_TEXTAUSZUG:_
Loriot wurde 1923 als Bernhard-Viktor Christoph-Carl in das mecklenburgische Adelsgeschlecht derer von Bülow hineingeboren und bald nur noch Vicco gerufen. Nach dem Abitur arbeitete er als Holzfäller, auf die besorgten Briefe seines Vaters hin ("Holzfäller mit Abitur gäbe es wie Sand am Meer") begann er in Hamburg ein Kunststudium.

Als er sein winziges Studentenzimmer 1947 in einer Karikatur festhielt, signierte er sie mit einem Pseudonym, weil die Skizze "abseits meiner ernsten künstlerischen Ziele lag". Der Künstlername Loriot war geboren, nach dem französischen Wort für den Vogel Pirol, dem Wappentier der Bülows.

_AUFGABE:_ Führe den Textauszug über Loriots Herkunft und Künstlernamen im gleichen Stil fort, beginnend nach seinem letzten Satz. Die Auflistung spielt hierbei keine Rolle.

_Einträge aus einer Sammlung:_

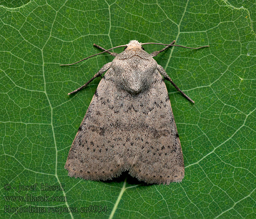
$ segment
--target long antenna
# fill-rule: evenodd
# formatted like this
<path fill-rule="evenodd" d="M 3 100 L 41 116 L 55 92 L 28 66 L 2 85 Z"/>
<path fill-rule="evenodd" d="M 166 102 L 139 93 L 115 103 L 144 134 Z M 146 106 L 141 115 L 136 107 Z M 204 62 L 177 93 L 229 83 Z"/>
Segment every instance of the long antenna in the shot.
<path fill-rule="evenodd" d="M 197 49 L 204 48 L 204 47 L 210 47 L 210 46 L 203 46 L 197 47 L 197 48 L 193 48 L 192 47 L 187 47 L 187 46 L 180 46 L 180 45 L 170 45 L 170 44 L 164 44 L 163 43 L 142 43 L 142 45 L 145 45 L 146 44 L 158 44 L 158 45 L 163 45 L 163 46 L 179 46 L 180 47 L 183 47 L 183 48 L 187 48 L 187 49 Z"/>
<path fill-rule="evenodd" d="M 95 55 L 99 55 L 100 54 L 102 54 L 102 53 L 106 53 L 106 52 L 108 52 L 110 50 L 111 50 L 112 49 L 116 49 L 116 48 L 118 48 L 118 47 L 122 47 L 123 46 L 126 46 L 127 45 L 121 45 L 121 46 L 116 46 L 115 47 L 113 47 L 113 48 L 112 48 L 111 49 L 108 49 L 107 50 L 106 50 L 106 51 L 103 51 L 103 52 L 101 52 L 101 53 L 97 53 L 97 54 L 95 54 L 94 55 L 91 55 L 89 56 L 89 57 L 87 57 L 87 58 L 84 58 L 83 59 L 82 59 L 80 61 L 78 61 L 78 62 L 74 62 L 74 63 L 72 63 L 71 64 L 64 64 L 63 65 L 60 65 L 60 66 L 63 66 L 64 65 L 74 65 L 75 64 L 76 64 L 76 63 L 78 63 L 78 62 L 82 62 L 82 61 L 83 61 L 86 59 L 87 59 L 89 58 L 91 58 L 91 57 L 93 57 L 93 56 L 95 56 Z"/>
<path fill-rule="evenodd" d="M 197 47 L 197 48 L 193 48 L 192 47 L 187 47 L 186 46 L 180 46 L 180 45 L 170 45 L 170 44 L 164 44 L 163 43 L 143 43 L 141 44 L 142 45 L 145 45 L 146 44 L 158 44 L 158 45 L 163 45 L 163 46 L 179 46 L 180 47 L 183 47 L 183 48 L 186 48 L 187 49 L 201 49 L 201 48 L 204 48 L 204 47 L 210 47 L 210 46 L 203 46 Z M 121 45 L 121 46 L 115 46 L 115 47 L 113 47 L 111 49 L 107 50 L 105 51 L 101 52 L 101 53 L 97 53 L 97 54 L 95 54 L 94 55 L 90 55 L 90 56 L 84 58 L 83 59 L 82 59 L 80 60 L 80 61 L 78 61 L 78 62 L 74 62 L 74 63 L 71 63 L 71 64 L 64 64 L 63 65 L 60 65 L 60 66 L 64 66 L 66 65 L 72 65 L 76 64 L 77 63 L 78 63 L 79 62 L 82 62 L 84 60 L 88 59 L 89 58 L 91 58 L 91 57 L 93 57 L 94 56 L 95 56 L 95 55 L 99 55 L 100 54 L 102 54 L 102 53 L 104 53 L 107 52 L 109 50 L 111 50 L 112 49 L 116 49 L 119 47 L 123 47 L 123 46 L 127 46 L 127 45 Z"/>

_ANTWORT:_
Loriot wurde in den 50er Jahren von den Lesern des "Stern" und in den Sechzigern von den Lesern der Zeitschrift "Quick" für seine Hundekarikaturen gehasst ("ekelerregend", "menschenunwürdig"). Er zeichnete Werbeanzeigen für Agfa-Kameras und Stenwell-Pfeifentabak und schuf Titelbilder für den "Spiegel".

Ein grosses Stück deutscher Fernsehgeschichte

Von 1967 bis 1972 moderierte er das Fernsehmagazin "Cartoon", in dem internationale Zeichentrickfilme gezeigt wurden und für das Loriot, als das Material ausging, auch selbst Beiträge verfasste. Und durch seine Zeichentrickfiguren Wum und Wendelin, die in Wim Thoelkes Quizshow "Der grosse Preis" von 1974 bis 1992 auftraten, war Loriot auch Zuschauern ein Begriff, die mit seinem Humor (noch) nichts anfangen konnten.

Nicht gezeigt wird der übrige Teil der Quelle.